Extracted data:
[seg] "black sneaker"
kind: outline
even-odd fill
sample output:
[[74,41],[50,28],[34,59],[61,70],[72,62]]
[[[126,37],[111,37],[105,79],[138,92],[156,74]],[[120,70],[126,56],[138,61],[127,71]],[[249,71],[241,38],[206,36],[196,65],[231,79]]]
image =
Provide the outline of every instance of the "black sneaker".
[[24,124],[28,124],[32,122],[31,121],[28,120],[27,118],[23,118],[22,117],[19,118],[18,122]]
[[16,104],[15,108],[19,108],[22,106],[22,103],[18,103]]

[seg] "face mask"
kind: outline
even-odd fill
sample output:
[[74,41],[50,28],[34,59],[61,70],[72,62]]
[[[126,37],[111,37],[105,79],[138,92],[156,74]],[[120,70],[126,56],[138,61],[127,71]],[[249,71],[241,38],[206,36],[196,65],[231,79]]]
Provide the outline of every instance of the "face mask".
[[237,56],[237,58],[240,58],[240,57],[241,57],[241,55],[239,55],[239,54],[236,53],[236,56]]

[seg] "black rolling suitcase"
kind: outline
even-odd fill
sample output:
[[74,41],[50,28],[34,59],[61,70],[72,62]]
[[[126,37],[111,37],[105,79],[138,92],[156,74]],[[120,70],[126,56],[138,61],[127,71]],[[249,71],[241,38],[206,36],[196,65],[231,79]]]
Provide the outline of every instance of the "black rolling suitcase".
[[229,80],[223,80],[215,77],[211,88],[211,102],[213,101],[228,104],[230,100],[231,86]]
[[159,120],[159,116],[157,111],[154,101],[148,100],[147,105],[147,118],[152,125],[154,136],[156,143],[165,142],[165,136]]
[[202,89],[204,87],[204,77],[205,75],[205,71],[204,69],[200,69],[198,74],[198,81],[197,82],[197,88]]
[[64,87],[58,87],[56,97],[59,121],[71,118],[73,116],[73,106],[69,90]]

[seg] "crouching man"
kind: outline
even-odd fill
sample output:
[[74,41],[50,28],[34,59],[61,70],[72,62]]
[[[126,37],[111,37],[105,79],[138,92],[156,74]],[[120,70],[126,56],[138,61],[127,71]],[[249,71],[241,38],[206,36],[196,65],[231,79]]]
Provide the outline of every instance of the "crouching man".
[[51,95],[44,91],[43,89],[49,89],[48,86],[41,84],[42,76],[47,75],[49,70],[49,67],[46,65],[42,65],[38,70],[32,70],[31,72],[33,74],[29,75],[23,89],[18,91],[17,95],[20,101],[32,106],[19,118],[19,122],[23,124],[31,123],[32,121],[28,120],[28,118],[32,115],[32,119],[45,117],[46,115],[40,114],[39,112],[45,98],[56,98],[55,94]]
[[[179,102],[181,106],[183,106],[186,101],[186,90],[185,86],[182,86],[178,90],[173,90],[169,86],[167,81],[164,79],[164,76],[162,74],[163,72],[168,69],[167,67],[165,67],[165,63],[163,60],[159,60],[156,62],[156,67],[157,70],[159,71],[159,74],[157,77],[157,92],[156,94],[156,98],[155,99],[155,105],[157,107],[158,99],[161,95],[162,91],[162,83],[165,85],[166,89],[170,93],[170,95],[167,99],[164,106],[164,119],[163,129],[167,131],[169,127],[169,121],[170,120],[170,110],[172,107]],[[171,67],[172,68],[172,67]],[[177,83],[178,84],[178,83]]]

Instruction:
Write out the material from the first line to the last, exactly.

Output of the task:
[seg] "black sneaker"
kind: outline
even-odd fill
sample output:
[[74,41],[50,28],[34,59],[61,70],[72,62]]
[[[126,37],[111,37],[105,79],[138,92],[156,74]],[[120,70],[126,56],[138,61],[127,71]],[[249,71],[241,38],[206,36],[196,65],[231,79]]]
image =
Provide the outline of every instance of the "black sneaker".
[[24,124],[28,124],[32,122],[31,121],[28,120],[27,118],[23,118],[22,117],[19,118],[18,122]]
[[16,104],[15,108],[19,108],[22,106],[22,103],[18,103]]

[seg] "face mask"
kind: outline
even-odd fill
sample output:
[[74,41],[50,28],[34,59],[61,70],[72,62]]
[[[126,37],[111,37],[105,79],[138,92],[156,74]],[[120,70],[126,56],[138,61],[127,71]],[[249,71],[241,38],[206,36],[196,65],[231,79]]]
Provide the outline of every instance of the "face mask".
[[237,56],[237,58],[240,58],[240,57],[241,57],[241,55],[239,55],[239,54],[236,53],[236,56]]

[seg] "black rolling suitcase"
kind: outline
even-odd fill
sample output:
[[74,41],[50,28],[34,59],[61,70],[72,62]]
[[[126,37],[111,37],[105,79],[138,92],[156,74]],[[120,70],[126,56],[138,61],[127,71]],[[249,71],[241,38],[206,36],[196,65],[231,79]]]
Provide the outline of every instance of the "black rolling suitcase".
[[229,80],[223,80],[215,77],[211,88],[211,102],[213,101],[228,104],[230,100],[231,86]]
[[159,120],[159,116],[157,111],[154,101],[148,100],[147,105],[147,118],[152,125],[154,136],[156,143],[165,142],[165,136]]
[[202,89],[204,87],[204,77],[205,75],[205,71],[204,69],[200,69],[198,74],[198,81],[197,82],[197,88]]
[[64,87],[58,87],[56,97],[59,121],[71,118],[73,116],[73,106],[69,90]]

[seg] "crouching man"
kind: outline
even-odd fill
sample output:
[[74,41],[50,28],[34,59],[61,70],[72,62]]
[[[126,37],[111,37],[105,79],[138,92],[156,74]],[[120,70],[126,56],[138,61],[127,71]],[[249,71],[241,38],[206,36],[196,65],[231,79]]]
Provide the outline of every instance of the "crouching man".
[[51,95],[44,91],[43,89],[49,89],[48,86],[41,84],[42,76],[47,75],[49,70],[49,67],[46,65],[42,65],[38,70],[32,70],[31,72],[33,74],[29,75],[23,89],[18,91],[17,95],[20,101],[32,106],[19,118],[19,122],[23,124],[31,123],[32,121],[28,120],[28,118],[32,115],[32,119],[45,117],[46,115],[40,114],[39,112],[45,98],[56,98],[55,94]]
[[[179,102],[181,106],[183,106],[186,101],[186,90],[185,86],[182,86],[178,90],[173,90],[169,86],[167,81],[164,79],[164,76],[162,74],[163,72],[168,69],[167,67],[165,67],[165,63],[163,60],[159,60],[156,62],[156,67],[157,70],[159,71],[159,74],[157,77],[157,92],[156,94],[156,98],[155,99],[155,105],[157,107],[158,99],[161,95],[162,91],[162,83],[165,85],[166,89],[170,93],[170,95],[167,99],[164,106],[164,119],[163,129],[167,131],[169,127],[169,121],[170,120],[170,110],[172,107]],[[171,67],[172,68],[172,67]],[[177,83],[178,84],[178,83]]]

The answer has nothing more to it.